-------- DATASET ENTRIES

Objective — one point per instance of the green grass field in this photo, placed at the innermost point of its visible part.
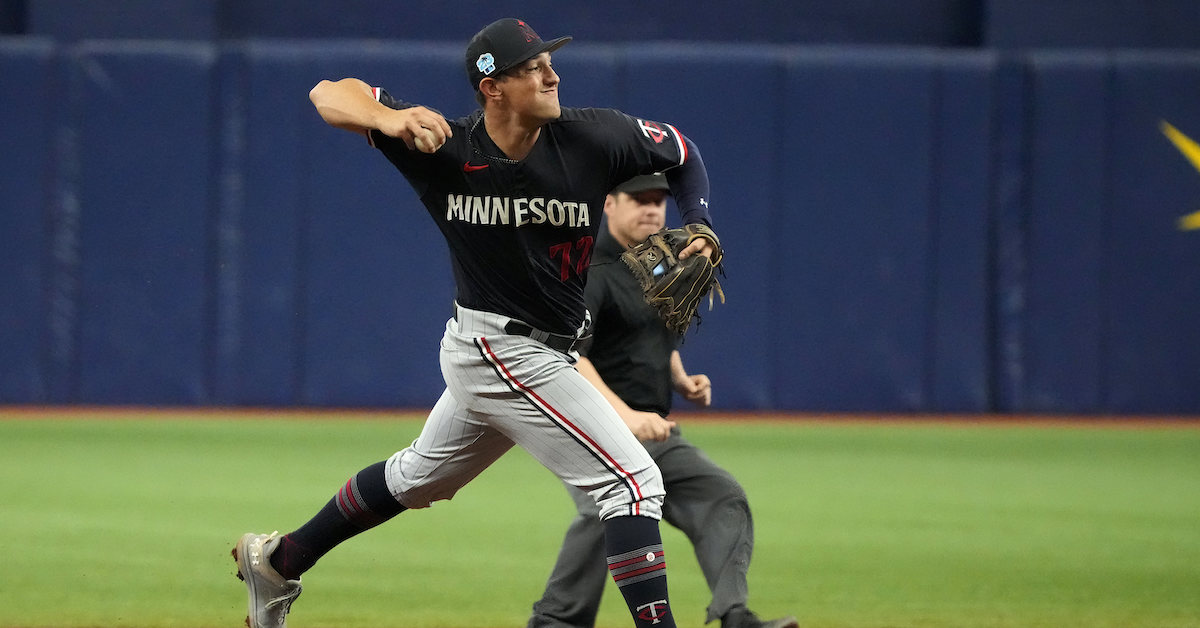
(858, 524)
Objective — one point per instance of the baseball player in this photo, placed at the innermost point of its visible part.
(517, 190)
(634, 359)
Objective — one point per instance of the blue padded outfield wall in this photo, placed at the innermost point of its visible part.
(909, 229)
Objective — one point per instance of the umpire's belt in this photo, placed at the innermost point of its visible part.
(556, 341)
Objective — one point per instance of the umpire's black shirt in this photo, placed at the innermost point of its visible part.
(630, 346)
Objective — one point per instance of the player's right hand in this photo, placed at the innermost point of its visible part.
(420, 127)
(647, 425)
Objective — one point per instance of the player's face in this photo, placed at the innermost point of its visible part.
(532, 89)
(634, 217)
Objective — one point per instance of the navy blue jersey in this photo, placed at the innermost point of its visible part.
(521, 232)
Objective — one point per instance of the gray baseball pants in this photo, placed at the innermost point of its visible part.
(702, 500)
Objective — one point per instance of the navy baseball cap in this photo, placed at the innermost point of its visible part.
(643, 183)
(503, 45)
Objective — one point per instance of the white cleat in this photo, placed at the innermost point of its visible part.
(270, 593)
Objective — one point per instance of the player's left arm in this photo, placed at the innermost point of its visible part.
(689, 186)
(695, 388)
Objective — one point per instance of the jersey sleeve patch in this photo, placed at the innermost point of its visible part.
(660, 132)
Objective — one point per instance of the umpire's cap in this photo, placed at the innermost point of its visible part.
(503, 45)
(643, 183)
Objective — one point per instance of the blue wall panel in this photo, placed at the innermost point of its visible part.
(916, 22)
(144, 185)
(853, 233)
(738, 138)
(1068, 196)
(154, 19)
(263, 264)
(1152, 267)
(378, 281)
(27, 132)
(907, 229)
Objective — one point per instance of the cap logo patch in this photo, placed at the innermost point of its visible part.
(486, 64)
(527, 31)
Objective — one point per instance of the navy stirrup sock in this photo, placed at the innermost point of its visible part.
(640, 569)
(363, 503)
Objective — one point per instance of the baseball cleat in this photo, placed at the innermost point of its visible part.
(270, 593)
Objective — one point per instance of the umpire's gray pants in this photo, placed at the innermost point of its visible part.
(702, 500)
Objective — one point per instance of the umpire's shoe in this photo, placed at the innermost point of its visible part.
(742, 617)
(270, 593)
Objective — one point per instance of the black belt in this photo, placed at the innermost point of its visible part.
(556, 341)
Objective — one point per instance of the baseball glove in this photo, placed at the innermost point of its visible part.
(673, 287)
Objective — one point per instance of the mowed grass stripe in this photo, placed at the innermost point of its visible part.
(858, 524)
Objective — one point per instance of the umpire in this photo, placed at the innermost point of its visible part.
(634, 360)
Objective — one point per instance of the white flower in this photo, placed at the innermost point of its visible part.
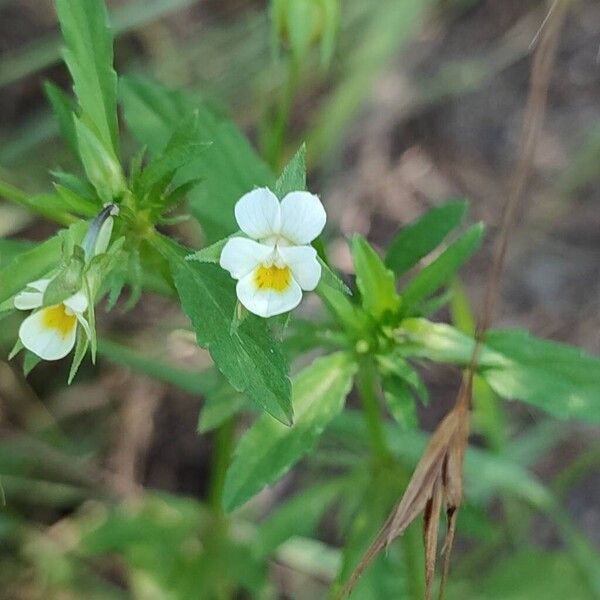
(278, 262)
(51, 331)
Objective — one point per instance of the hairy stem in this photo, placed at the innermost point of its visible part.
(223, 447)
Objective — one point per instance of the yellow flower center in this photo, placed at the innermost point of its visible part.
(56, 317)
(272, 278)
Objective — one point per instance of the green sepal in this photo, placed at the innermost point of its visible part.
(68, 281)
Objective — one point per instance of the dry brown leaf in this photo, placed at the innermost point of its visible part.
(439, 474)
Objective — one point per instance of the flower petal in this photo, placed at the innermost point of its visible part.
(267, 303)
(302, 217)
(258, 213)
(47, 343)
(302, 260)
(77, 303)
(240, 256)
(40, 284)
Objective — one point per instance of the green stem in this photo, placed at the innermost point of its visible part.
(223, 447)
(366, 384)
(16, 196)
(277, 133)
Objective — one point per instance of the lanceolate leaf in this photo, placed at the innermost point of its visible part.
(64, 109)
(293, 177)
(442, 270)
(248, 355)
(228, 168)
(269, 449)
(88, 53)
(554, 377)
(419, 238)
(376, 284)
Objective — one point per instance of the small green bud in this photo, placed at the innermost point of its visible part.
(362, 347)
(100, 164)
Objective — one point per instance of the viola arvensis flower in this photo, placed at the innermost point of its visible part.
(51, 331)
(278, 262)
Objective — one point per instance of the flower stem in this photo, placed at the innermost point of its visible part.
(277, 131)
(366, 383)
(223, 447)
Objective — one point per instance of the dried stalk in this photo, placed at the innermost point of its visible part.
(439, 475)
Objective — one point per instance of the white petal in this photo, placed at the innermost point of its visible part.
(258, 213)
(40, 284)
(267, 303)
(302, 217)
(77, 303)
(302, 260)
(241, 255)
(47, 343)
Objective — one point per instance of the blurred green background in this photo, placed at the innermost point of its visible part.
(105, 482)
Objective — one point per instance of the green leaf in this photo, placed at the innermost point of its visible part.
(386, 577)
(297, 516)
(64, 109)
(443, 268)
(188, 381)
(350, 316)
(35, 263)
(248, 356)
(376, 283)
(228, 168)
(88, 53)
(221, 402)
(395, 365)
(269, 449)
(182, 148)
(557, 378)
(10, 249)
(419, 238)
(293, 177)
(400, 400)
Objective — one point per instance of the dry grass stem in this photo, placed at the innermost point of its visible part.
(438, 477)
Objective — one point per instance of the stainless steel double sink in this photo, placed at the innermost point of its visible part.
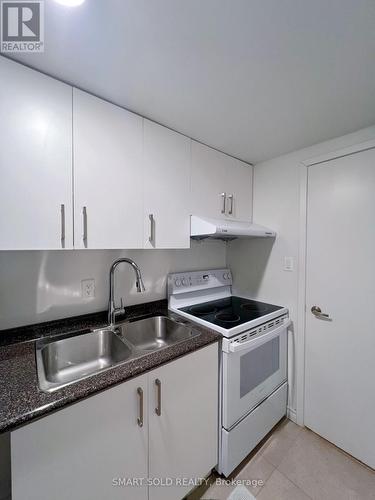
(69, 358)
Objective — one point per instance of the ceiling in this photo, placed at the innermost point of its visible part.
(253, 78)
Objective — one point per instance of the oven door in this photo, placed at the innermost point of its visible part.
(251, 371)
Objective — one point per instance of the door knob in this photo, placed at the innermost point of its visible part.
(317, 312)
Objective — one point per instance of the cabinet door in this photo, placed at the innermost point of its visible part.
(35, 160)
(239, 186)
(82, 451)
(166, 187)
(183, 437)
(208, 181)
(107, 174)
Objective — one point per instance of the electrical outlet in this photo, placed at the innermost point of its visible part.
(88, 288)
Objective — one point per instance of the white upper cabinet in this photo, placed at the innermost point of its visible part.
(239, 189)
(221, 186)
(166, 188)
(108, 146)
(35, 160)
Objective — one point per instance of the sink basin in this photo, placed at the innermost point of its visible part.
(70, 359)
(73, 357)
(154, 333)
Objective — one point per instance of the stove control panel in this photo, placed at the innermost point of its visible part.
(198, 280)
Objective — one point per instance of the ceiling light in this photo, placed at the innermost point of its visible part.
(70, 3)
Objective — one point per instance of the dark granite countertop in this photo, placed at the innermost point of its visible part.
(21, 400)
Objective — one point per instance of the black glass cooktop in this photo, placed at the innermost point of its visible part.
(231, 311)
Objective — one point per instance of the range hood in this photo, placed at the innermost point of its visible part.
(202, 227)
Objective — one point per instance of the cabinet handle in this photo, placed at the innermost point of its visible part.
(84, 215)
(140, 418)
(62, 210)
(224, 198)
(158, 389)
(230, 211)
(152, 225)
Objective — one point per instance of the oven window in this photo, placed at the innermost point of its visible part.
(259, 364)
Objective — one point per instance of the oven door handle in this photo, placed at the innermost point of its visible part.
(258, 341)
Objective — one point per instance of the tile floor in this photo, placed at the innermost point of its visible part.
(296, 464)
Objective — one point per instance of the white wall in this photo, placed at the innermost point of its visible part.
(38, 286)
(257, 265)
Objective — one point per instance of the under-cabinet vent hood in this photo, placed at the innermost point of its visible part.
(202, 227)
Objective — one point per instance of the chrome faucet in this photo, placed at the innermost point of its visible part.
(113, 311)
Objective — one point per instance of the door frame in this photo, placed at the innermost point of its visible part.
(302, 266)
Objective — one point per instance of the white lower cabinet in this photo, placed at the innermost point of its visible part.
(94, 448)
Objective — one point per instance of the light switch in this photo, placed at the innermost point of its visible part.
(288, 264)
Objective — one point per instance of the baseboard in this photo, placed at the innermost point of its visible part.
(291, 414)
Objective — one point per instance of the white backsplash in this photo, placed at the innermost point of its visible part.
(37, 286)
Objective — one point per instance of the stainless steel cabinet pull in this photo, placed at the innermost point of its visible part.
(158, 388)
(317, 312)
(224, 197)
(152, 225)
(140, 418)
(62, 208)
(84, 214)
(230, 197)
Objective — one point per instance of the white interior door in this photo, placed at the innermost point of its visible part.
(85, 450)
(35, 160)
(340, 350)
(108, 147)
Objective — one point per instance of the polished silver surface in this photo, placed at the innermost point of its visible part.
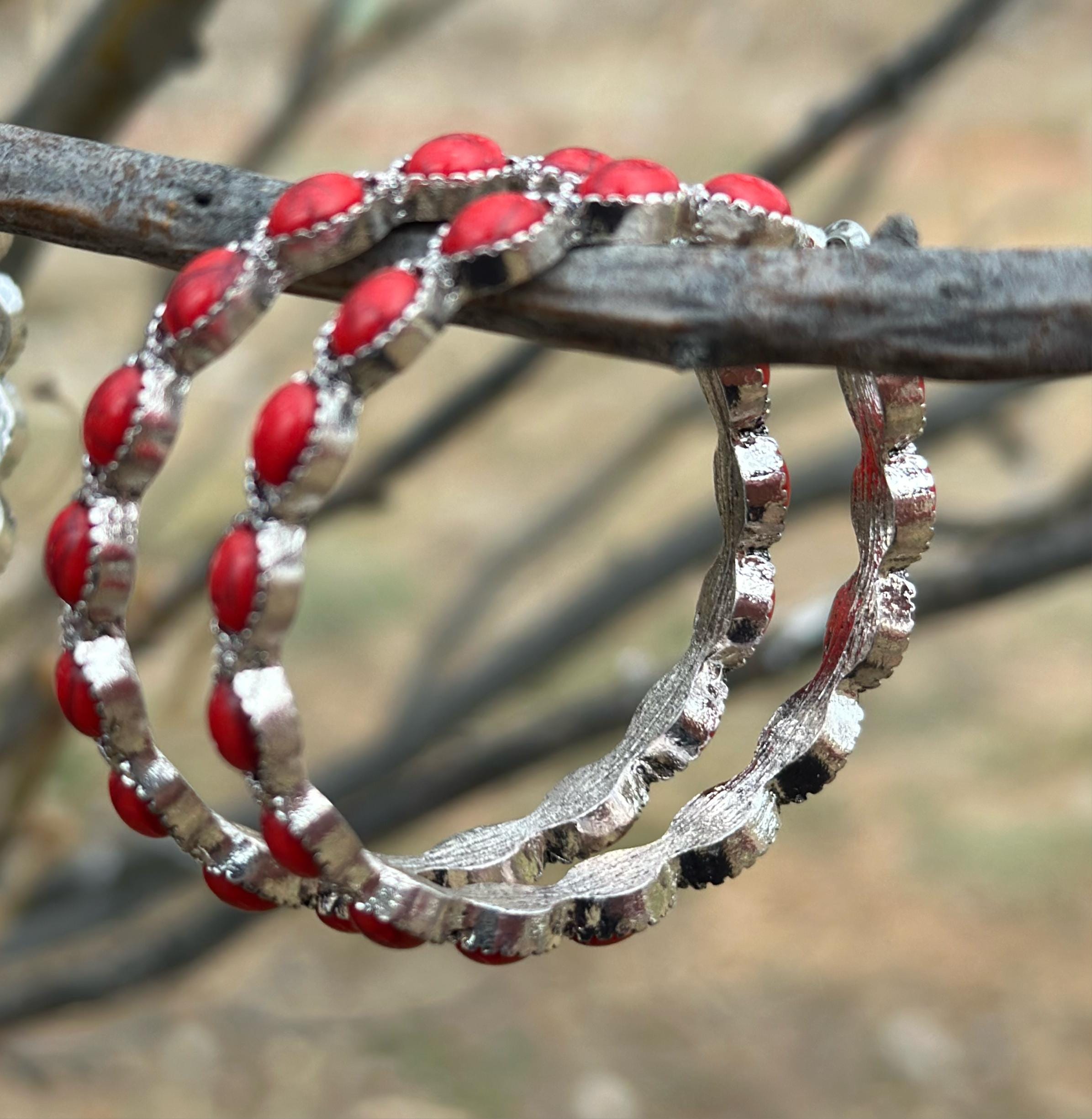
(13, 423)
(477, 888)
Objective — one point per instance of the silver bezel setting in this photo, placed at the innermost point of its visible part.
(477, 890)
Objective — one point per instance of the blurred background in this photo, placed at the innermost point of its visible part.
(524, 533)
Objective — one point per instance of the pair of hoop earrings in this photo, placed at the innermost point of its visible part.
(506, 221)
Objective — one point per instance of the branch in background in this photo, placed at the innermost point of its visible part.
(528, 543)
(950, 314)
(347, 39)
(95, 966)
(109, 65)
(611, 593)
(886, 90)
(369, 485)
(99, 888)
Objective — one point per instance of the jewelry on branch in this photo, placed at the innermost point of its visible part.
(13, 428)
(505, 222)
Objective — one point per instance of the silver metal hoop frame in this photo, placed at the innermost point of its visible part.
(477, 889)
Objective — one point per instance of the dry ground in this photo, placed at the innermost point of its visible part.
(918, 944)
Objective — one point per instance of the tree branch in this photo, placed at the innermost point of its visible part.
(138, 871)
(949, 314)
(106, 68)
(153, 945)
(886, 90)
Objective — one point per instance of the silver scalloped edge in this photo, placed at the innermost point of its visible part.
(724, 829)
(108, 668)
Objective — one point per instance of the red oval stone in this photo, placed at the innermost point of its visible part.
(456, 153)
(233, 578)
(580, 162)
(231, 729)
(198, 287)
(382, 933)
(627, 177)
(110, 413)
(751, 190)
(371, 308)
(282, 431)
(495, 959)
(74, 697)
(68, 549)
(491, 218)
(312, 201)
(287, 849)
(235, 894)
(338, 924)
(133, 812)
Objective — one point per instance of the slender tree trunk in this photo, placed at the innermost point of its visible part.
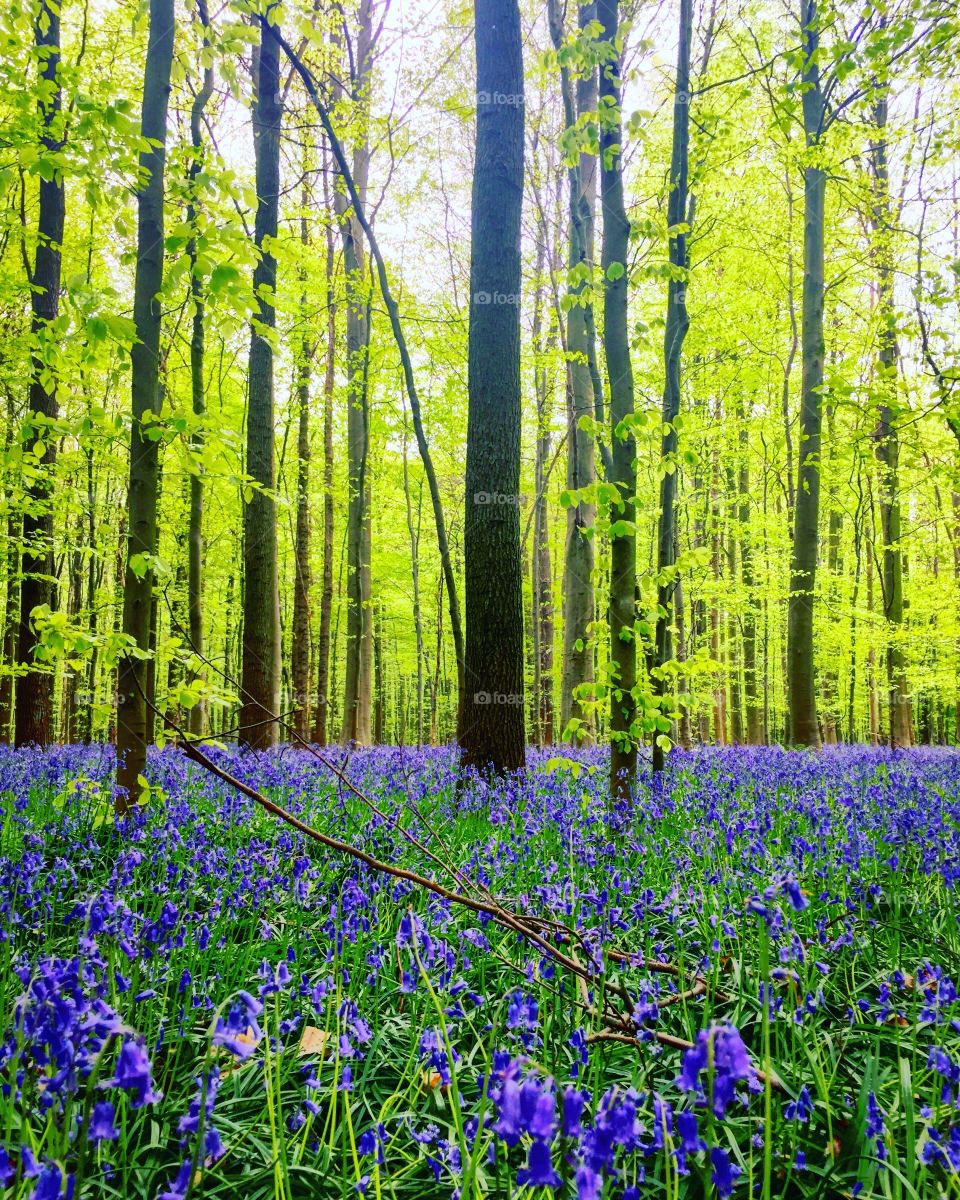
(623, 544)
(756, 735)
(804, 729)
(717, 648)
(11, 607)
(888, 437)
(262, 637)
(197, 715)
(677, 323)
(322, 720)
(144, 451)
(492, 726)
(379, 679)
(358, 682)
(579, 601)
(303, 582)
(396, 327)
(34, 699)
(413, 532)
(543, 574)
(871, 664)
(733, 664)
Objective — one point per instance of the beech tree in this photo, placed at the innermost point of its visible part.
(34, 684)
(144, 448)
(262, 643)
(491, 730)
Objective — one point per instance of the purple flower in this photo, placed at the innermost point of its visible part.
(539, 1171)
(731, 1066)
(573, 1109)
(101, 1123)
(724, 1171)
(132, 1073)
(49, 1185)
(801, 1109)
(588, 1183)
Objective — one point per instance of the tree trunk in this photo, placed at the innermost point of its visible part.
(144, 451)
(623, 545)
(804, 729)
(11, 606)
(756, 733)
(301, 607)
(581, 471)
(888, 437)
(262, 639)
(492, 720)
(322, 720)
(34, 691)
(197, 715)
(543, 574)
(358, 681)
(413, 532)
(675, 331)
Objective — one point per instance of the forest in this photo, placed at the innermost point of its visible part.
(479, 599)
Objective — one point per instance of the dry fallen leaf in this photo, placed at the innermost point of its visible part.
(313, 1041)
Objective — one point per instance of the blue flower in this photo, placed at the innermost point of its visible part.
(132, 1073)
(539, 1171)
(724, 1173)
(101, 1123)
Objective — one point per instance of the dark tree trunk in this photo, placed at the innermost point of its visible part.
(888, 437)
(11, 606)
(623, 543)
(413, 532)
(358, 679)
(543, 575)
(34, 702)
(491, 718)
(303, 581)
(579, 601)
(197, 717)
(396, 327)
(804, 729)
(322, 720)
(756, 733)
(262, 641)
(144, 451)
(677, 323)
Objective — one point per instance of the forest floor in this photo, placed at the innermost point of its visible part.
(197, 1001)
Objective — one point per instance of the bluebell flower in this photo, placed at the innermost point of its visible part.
(539, 1171)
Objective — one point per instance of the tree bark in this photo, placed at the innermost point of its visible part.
(413, 532)
(756, 733)
(34, 690)
(197, 715)
(579, 603)
(888, 437)
(262, 640)
(144, 451)
(677, 324)
(358, 681)
(804, 729)
(491, 718)
(543, 574)
(322, 719)
(303, 581)
(623, 545)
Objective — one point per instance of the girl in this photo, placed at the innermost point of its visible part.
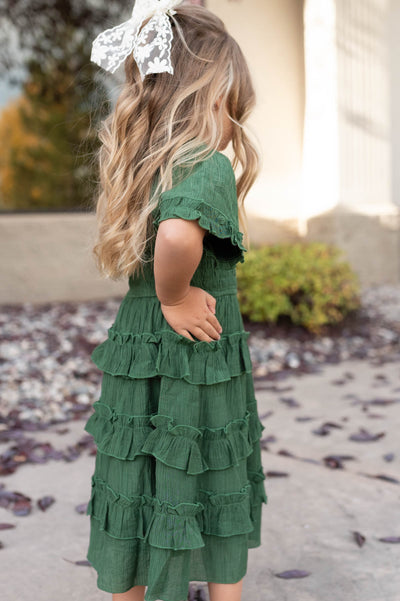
(178, 484)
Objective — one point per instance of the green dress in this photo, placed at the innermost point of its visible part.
(178, 484)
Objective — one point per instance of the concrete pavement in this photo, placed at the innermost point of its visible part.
(307, 523)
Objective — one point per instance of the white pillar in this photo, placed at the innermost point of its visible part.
(320, 173)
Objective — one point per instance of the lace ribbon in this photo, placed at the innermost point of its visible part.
(151, 46)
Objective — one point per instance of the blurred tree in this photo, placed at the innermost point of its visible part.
(47, 161)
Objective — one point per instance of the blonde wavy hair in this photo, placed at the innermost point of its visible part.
(160, 123)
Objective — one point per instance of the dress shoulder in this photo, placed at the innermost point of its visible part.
(208, 194)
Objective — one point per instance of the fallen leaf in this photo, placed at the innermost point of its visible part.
(359, 538)
(364, 436)
(293, 574)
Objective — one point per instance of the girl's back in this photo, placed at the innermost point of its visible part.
(178, 484)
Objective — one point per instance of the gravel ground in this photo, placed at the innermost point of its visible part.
(47, 376)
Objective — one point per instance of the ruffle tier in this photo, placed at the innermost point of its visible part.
(167, 353)
(182, 446)
(179, 526)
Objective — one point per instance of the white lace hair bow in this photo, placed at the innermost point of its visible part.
(151, 47)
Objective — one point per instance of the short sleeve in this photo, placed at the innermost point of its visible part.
(208, 194)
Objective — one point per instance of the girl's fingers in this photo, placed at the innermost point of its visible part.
(214, 322)
(185, 333)
(211, 302)
(202, 335)
(209, 330)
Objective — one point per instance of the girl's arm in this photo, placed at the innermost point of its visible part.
(177, 254)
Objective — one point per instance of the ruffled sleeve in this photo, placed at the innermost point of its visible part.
(208, 194)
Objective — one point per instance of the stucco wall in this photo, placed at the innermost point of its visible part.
(47, 257)
(271, 37)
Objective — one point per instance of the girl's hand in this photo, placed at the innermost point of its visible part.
(194, 313)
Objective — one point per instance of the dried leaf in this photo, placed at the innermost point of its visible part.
(293, 574)
(45, 502)
(359, 538)
(364, 436)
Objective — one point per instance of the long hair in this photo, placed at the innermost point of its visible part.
(165, 121)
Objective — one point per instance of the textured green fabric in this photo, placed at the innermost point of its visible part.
(178, 484)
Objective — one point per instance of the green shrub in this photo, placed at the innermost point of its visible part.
(305, 281)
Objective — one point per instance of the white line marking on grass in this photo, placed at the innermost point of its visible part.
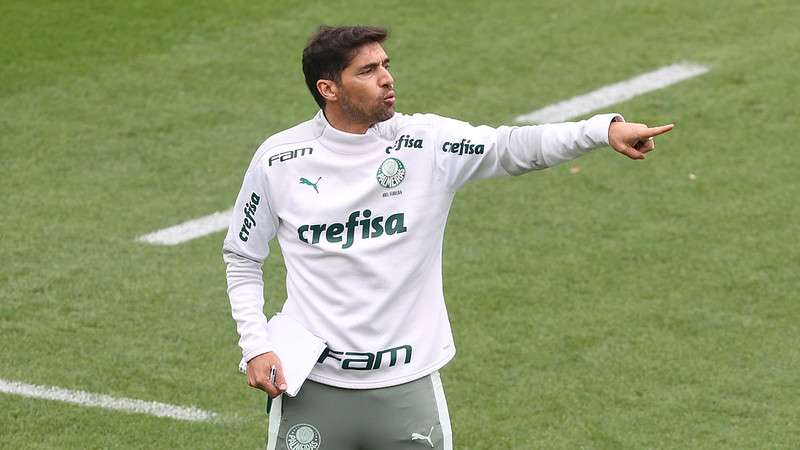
(105, 401)
(187, 231)
(614, 93)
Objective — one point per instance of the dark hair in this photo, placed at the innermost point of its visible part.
(330, 50)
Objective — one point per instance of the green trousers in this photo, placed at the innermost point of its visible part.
(410, 416)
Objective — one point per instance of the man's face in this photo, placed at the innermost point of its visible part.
(366, 90)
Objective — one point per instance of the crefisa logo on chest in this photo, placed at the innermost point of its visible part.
(404, 141)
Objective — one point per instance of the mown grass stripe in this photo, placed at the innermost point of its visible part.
(614, 93)
(83, 398)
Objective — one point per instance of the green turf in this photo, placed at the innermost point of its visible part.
(625, 306)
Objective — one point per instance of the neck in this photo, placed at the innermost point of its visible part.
(339, 120)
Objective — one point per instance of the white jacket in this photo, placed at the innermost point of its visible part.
(360, 221)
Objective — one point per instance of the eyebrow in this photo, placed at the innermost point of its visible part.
(373, 65)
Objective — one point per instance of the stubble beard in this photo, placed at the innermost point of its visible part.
(363, 114)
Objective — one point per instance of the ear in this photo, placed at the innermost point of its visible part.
(328, 89)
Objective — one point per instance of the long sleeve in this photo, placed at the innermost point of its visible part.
(246, 294)
(253, 225)
(465, 152)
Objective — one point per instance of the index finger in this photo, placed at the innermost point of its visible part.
(655, 131)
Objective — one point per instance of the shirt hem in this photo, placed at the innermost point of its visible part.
(354, 384)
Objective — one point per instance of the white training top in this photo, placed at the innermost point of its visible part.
(360, 221)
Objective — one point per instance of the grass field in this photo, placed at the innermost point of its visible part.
(623, 307)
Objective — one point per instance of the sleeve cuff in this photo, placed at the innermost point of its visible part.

----------------

:: GOAL OF THE EXERCISE ::
Could you write out, exactly, each line of the data above from the one containing "Objective — one point per instance of the index" through the last, including both?

:: RESULT ::
Objective — one point per instance of the index finger in this photo, placed at the innermost point of its visible part.
(655, 131)
Objective — one point per instance of the shirt hem in this photo, placed at the innermost point of its visible part.
(354, 384)
Objective — one point per instance of the white training top in this photo, placed at the innermost point of its visible part.
(360, 221)
Objective — one point per instance of the grass field in this photo, placed at the innermost point of its visible part.
(623, 307)
Objective — one point per instance of the sleeve cuff in this photo, placed at the innermost point of its visible part.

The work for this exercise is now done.